╭─ Document segment

SO...my last two purchases can run both at 110 or 220, right now I have them on 110v. Will tools that can run at 220v run better on that setting? Thus far the table saw seems fine on 110v, and haven't a way of measuring what change it would make to the dust collector. I have some wiring to do, but have enough power to run them either way, I just want to determine the most advantageous, before I go through setting up the wiring.

It's a tricky question. A quick high amp draw when a tool starts up can cause the voltage to temporarily sag. This is why lights dim when the iron comes on. This is not optimal for a motor. But how much long term damage it causes is debatable. On 220, a tool requires half of the amps Vs on 110, so the risk of a sag is lower.

Whether the voltage will sag at all is a function of several things including the resistance of the line. The longer the run and lower the gauge, the more chance it'll happen.

im not a pro, but I have noticed this happened on my jointer. I run it now on 220.

If you're installing new circuits, plan for 220 (you'll get by with thinner wire, which is cheaper!). But an appropriate-sized 110v will work just as well.

When people exclaim how much better their tools work on 220v, what they're generally REALLY saying is: "I installed an appropriately-sized 220V circuit, and this offers better performance than the undersized 110V circuit I was previously using". They assume the voltage change is what improved the performance, when in reality, it probably had more to do with installing a dedicated circuit with correctly-sized wire.

Though it may seem like "it ran like a new saw" there is no performance advantage between a motor running on 120 versus 240. This is an oft debated topic here and the conclusion always is there is no reason other than undersized or excessively long wiring runs to switch to 240. You do not get more speed, torque or Hp on 240 than you get on 120. Just make sure your wiring runs and circuit breakers are properly sized for the rated current of the motor and it should run just fine on 120. Running on 240 will cost more for plugs and outlets and you get fewer circuits in your panel.

╰─
╭─ Given data

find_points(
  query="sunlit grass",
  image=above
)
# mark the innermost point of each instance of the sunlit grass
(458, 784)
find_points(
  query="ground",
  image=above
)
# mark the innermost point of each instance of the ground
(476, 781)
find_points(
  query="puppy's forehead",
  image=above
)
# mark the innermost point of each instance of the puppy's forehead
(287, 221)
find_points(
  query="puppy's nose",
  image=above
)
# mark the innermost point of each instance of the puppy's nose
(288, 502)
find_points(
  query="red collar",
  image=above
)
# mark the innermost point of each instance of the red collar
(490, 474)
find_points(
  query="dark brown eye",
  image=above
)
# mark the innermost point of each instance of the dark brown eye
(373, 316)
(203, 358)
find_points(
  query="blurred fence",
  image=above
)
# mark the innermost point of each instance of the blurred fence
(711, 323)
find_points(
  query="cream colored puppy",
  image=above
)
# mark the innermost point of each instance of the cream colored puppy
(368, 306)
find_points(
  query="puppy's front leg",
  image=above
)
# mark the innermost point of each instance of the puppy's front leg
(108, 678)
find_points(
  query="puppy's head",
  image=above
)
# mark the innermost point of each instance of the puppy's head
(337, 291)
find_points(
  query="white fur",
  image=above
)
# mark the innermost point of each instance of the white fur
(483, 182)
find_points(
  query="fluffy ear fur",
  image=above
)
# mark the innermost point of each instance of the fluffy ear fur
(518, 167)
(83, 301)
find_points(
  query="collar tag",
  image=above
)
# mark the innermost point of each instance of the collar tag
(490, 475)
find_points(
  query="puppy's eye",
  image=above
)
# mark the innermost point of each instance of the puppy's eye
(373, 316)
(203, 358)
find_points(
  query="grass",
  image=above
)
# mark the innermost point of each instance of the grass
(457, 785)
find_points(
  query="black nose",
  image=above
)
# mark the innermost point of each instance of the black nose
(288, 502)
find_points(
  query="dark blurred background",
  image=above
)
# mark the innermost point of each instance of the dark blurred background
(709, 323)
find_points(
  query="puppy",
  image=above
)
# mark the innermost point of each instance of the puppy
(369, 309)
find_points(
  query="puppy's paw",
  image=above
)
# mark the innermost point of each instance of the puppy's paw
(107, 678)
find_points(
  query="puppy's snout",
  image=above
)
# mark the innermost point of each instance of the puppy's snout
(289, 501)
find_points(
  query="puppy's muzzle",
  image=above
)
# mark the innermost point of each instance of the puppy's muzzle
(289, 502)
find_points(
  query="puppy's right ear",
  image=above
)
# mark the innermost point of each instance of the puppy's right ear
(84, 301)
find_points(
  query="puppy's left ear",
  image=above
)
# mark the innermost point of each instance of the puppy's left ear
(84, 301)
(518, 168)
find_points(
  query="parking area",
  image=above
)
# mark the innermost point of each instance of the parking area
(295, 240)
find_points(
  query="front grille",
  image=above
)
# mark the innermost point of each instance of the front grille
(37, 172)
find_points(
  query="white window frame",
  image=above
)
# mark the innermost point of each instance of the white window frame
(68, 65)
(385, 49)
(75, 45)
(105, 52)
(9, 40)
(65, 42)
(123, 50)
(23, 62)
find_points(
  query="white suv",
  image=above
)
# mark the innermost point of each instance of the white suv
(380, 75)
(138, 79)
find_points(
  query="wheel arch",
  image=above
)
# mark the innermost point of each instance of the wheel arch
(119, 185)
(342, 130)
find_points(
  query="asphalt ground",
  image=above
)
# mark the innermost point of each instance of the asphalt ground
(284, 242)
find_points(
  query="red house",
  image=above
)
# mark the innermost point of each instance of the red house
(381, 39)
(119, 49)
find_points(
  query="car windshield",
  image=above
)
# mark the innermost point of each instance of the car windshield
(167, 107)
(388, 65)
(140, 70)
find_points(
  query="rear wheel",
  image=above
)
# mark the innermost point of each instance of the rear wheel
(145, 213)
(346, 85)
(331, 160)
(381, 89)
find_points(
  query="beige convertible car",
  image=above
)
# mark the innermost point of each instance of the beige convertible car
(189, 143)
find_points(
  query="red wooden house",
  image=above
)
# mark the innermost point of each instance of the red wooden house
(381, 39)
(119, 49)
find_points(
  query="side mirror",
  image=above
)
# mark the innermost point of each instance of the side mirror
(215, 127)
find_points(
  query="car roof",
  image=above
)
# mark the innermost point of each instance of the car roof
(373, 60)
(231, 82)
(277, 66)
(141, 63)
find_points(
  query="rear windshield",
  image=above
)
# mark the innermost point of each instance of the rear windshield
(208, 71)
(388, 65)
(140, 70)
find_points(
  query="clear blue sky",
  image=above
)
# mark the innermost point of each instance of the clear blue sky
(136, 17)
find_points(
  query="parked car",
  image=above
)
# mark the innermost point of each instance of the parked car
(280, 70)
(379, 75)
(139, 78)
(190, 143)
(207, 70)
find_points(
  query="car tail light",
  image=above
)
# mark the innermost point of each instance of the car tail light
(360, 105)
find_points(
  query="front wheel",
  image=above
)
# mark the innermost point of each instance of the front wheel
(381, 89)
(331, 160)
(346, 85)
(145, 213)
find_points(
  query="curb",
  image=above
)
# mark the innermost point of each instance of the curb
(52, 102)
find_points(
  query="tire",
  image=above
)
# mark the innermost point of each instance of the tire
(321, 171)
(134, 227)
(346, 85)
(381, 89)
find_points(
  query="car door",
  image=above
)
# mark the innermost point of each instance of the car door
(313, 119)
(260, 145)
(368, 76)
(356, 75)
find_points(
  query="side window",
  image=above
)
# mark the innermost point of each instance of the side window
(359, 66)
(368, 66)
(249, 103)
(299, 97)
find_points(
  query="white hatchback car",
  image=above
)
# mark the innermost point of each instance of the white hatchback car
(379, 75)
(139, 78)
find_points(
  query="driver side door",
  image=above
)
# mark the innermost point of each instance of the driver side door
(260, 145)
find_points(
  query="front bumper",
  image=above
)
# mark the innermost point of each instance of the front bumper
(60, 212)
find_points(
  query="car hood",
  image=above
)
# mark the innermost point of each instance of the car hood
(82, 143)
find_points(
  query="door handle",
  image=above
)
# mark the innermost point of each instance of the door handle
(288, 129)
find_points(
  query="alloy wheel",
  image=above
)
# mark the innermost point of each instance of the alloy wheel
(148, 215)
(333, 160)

╰─

-- Directives --
a) In the voltage thread, write out the passage starting with "Whether the voltage" and going on through "chance it'll happen.".
b) In the voltage thread, how many amps does a tool require on 220 compared with 110?
c) How would you render this sentence from the voltage thread in Spanish: "You do not get more speed, torque or Hp on 240 than you get on 120."
The data has no connection to the voltage thread.

-- Solutions in order --
a)
Whether the voltage will sag at all is a function of several things including the resistance of the line. The longer the run and lower the gauge, the more chance it'll happen.

b) Half as many amps.

c) No se obtiene más velocidad, par ni Hp con 240 que con 120.